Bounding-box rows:
<<<<

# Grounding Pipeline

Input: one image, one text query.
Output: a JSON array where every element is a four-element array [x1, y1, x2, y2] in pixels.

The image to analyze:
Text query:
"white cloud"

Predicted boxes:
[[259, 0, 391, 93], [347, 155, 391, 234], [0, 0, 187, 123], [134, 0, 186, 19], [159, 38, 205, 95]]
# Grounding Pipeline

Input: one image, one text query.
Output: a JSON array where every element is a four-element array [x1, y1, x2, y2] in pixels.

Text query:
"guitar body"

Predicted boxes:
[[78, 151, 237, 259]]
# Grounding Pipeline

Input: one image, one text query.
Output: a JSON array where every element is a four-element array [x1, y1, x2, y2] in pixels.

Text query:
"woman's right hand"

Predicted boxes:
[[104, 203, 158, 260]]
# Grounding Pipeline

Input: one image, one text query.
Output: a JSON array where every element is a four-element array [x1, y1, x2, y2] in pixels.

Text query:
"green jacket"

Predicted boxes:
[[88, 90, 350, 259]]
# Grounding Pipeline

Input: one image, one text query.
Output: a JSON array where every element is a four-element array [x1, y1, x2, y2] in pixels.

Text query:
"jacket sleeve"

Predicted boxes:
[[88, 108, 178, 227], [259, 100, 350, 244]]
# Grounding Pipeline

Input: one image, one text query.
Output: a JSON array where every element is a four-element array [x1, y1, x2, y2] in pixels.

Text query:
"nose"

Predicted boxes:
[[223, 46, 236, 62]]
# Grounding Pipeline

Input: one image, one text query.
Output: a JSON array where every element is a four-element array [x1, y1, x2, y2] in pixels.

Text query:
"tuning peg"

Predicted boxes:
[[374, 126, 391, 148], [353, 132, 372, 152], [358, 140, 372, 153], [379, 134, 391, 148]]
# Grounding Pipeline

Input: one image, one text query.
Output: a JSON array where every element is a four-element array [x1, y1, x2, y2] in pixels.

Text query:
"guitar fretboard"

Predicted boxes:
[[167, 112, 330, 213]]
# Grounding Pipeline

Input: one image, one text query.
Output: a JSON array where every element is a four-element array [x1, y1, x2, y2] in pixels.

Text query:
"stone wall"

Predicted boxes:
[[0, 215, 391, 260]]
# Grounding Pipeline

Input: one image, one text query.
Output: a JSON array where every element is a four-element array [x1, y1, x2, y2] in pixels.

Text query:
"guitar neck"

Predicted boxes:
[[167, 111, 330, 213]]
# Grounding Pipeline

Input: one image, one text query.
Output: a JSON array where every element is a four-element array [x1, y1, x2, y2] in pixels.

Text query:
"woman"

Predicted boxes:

>>>>

Exercise aim — Reproduce all of the rows above, swapping every occurrence of "Predicted boxes" for "Detected regions" and keeping everything else the same.

Output of the task —
# Grounding Pipeline

Input: one image, one text query.
Output: a JSON array where every element is a four-element array [x1, y1, x2, y2] in pixels.

The image to analyze:
Text query:
"white cloud"

Detected regions:
[[259, 0, 391, 93], [347, 155, 391, 234], [0, 0, 187, 123], [134, 0, 186, 19], [159, 38, 205, 95]]
# Grounding Pipeline

Input: one image, one text query.
Output: a JSON array where every element is a four-element array [x1, y1, x2, y2] in pixels.

Text query:
"guitar body"

Detected regions:
[[78, 151, 237, 259]]
# Grounding Pipeline

Input: one image, one text query.
Output: a JSON array where every element is a four-element array [x1, y1, x2, y2] in pixels.

Text query:
"woman's right hand"

Detected regions:
[[104, 203, 158, 260]]
# Grounding Pipeline

Input: one image, one text query.
Output: a JSON array where every element is a four-element array [x1, y1, x2, y2] in pixels.

Text query:
"green jacket"

Detected regions:
[[88, 90, 350, 259]]
# Grounding Pipeline

Input: one image, one text query.
Output: a JSON array where every element is a four-element array [x1, y1, x2, y2] in pixels.

Text query:
"jacket sleeve"

Detected regions:
[[88, 108, 178, 227], [259, 100, 350, 244]]
# Grounding Pipeline

Input: one image, one text query.
Output: a JSON array where every element is a four-element array [x1, y1, x2, y2] in pixels.

Text query:
"nose"

Detected regions:
[[223, 46, 236, 62]]
# Grounding Pipeline

Input: one image, one text query.
Output: a JSON array where every element is a four-element array [x1, y1, x2, y2] in pixels.

Text query:
"tuning peg"

Detected regions:
[[374, 126, 391, 148], [353, 132, 372, 152], [358, 140, 372, 153], [379, 134, 391, 148]]
# Grounding Pipeline

Input: one image, one text query.
Output: a JSON array where every element is a four-element array [x1, y1, x2, y2] in pixels.

Text query:
"guitar fretboard"

Detected regions:
[[167, 112, 330, 213]]
# Grounding Pipeline

Input: one image, one text query.
Output: a JSON array where every element is a four-element array [x1, y1, x2, y2] in pixels.

Text query:
"stone wall"

Detected regions:
[[0, 215, 391, 260]]
# Grounding Pipeline

Input: one image, one text query.
Output: a JSON array where every element is a four-element array [x1, y1, x2, y2] in pixels.

Text query:
"guitar neck"

Detected regions:
[[167, 111, 330, 213]]
# Grounding Pipeline

Input: one image, one text query.
Output: a JSON array where every element is a four-element array [x1, y1, x2, y2] in pixels.

Text query:
"woman"

Detected regions:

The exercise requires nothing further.